WHAT TO DO – Here are some records. Print all of them exactly.
STORED DATA Block Start
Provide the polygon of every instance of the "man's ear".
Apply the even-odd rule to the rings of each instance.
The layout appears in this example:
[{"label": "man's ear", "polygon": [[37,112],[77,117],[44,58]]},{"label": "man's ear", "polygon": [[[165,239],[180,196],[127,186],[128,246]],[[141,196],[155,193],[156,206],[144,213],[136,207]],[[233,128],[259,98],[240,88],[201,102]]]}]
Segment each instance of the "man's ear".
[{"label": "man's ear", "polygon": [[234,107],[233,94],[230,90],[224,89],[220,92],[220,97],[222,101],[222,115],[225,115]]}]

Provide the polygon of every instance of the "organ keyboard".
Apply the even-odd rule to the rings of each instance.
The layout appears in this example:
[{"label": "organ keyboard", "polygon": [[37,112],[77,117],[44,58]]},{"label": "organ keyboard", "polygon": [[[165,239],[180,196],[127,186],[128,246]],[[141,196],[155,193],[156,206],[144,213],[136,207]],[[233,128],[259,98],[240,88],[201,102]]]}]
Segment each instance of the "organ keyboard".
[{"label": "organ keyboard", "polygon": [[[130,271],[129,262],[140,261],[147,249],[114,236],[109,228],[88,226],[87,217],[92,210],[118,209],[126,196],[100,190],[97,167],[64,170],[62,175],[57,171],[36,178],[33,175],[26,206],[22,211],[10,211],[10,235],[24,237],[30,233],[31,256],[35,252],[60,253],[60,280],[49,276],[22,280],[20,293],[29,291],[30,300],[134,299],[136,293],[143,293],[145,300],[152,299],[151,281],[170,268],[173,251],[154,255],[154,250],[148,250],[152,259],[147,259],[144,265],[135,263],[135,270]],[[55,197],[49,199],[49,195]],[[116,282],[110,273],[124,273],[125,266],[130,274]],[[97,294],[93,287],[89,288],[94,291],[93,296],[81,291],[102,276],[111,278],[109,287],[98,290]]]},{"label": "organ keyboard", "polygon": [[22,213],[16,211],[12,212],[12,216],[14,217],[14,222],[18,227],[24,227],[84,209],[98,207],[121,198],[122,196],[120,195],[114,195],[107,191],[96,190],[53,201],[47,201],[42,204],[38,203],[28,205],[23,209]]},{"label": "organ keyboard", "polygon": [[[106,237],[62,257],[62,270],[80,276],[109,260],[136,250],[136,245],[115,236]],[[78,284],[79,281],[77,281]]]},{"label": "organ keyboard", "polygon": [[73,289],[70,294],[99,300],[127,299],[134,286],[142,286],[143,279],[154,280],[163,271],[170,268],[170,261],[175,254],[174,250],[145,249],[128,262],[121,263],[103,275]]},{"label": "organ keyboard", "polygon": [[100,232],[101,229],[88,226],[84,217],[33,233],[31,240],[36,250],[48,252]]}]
STORED DATA Block End
RESULT OF THIS EXERCISE –
Provide the polygon of every instance of the "man's ear".
Apply the even-odd rule to the rings of each instance.
The layout appears in this example:
[{"label": "man's ear", "polygon": [[37,112],[77,117],[44,58]]},{"label": "man's ear", "polygon": [[[165,239],[180,196],[127,186],[128,246]],[[141,196],[155,193],[156,206],[144,213],[136,207]],[[233,128],[259,98],[240,88],[201,102]]]}]
Segment each instance of the "man's ear".
[{"label": "man's ear", "polygon": [[234,107],[233,94],[230,90],[224,89],[220,92],[220,97],[222,101],[222,115],[225,115]]}]

Provide the polygon of every instance of the "organ keyboard".
Apply the even-odd rule to the rings of each instance.
The layout appears in this example:
[{"label": "organ keyboard", "polygon": [[37,112],[77,117],[44,58]]},{"label": "organ keyboard", "polygon": [[[165,239],[180,196],[127,186],[128,246]],[[141,196],[155,193],[156,206],[144,213],[136,207]],[[233,128],[259,98],[240,88],[201,102]]]}]
Segment each instance of the "organ keyboard".
[{"label": "organ keyboard", "polygon": [[[130,271],[129,262],[140,261],[147,249],[114,236],[109,228],[88,226],[87,217],[92,210],[118,209],[126,196],[100,190],[97,167],[64,170],[62,175],[57,171],[36,178],[33,175],[26,206],[22,211],[10,211],[10,235],[24,237],[30,233],[31,256],[35,252],[60,253],[60,280],[49,276],[22,280],[20,293],[29,291],[30,300],[134,299],[136,293],[143,293],[145,300],[152,299],[151,281],[170,268],[173,251],[154,255],[154,250],[148,250],[152,259],[147,259],[144,265],[135,263],[135,270]],[[55,197],[49,199],[49,195]],[[116,282],[110,273],[124,273],[125,266],[130,274]],[[97,294],[93,287],[89,288],[94,291],[93,296],[81,291],[102,276],[111,278],[109,287],[98,290]]]},{"label": "organ keyboard", "polygon": [[22,213],[16,211],[12,212],[12,216],[14,217],[14,222],[18,227],[24,227],[84,209],[98,207],[121,198],[122,196],[120,195],[114,195],[107,191],[96,190],[53,201],[47,201],[42,204],[38,203],[28,205],[23,209]]},{"label": "organ keyboard", "polygon": [[[106,237],[62,257],[62,270],[80,276],[109,260],[136,250],[136,245],[115,236]],[[78,284],[79,281],[77,281]]]},{"label": "organ keyboard", "polygon": [[73,289],[70,294],[99,300],[127,299],[134,286],[142,286],[143,279],[154,280],[163,271],[170,268],[170,261],[175,254],[174,250],[145,249],[128,262],[121,263],[103,275]]},{"label": "organ keyboard", "polygon": [[100,232],[101,229],[88,226],[84,217],[33,233],[31,240],[36,250],[48,252]]}]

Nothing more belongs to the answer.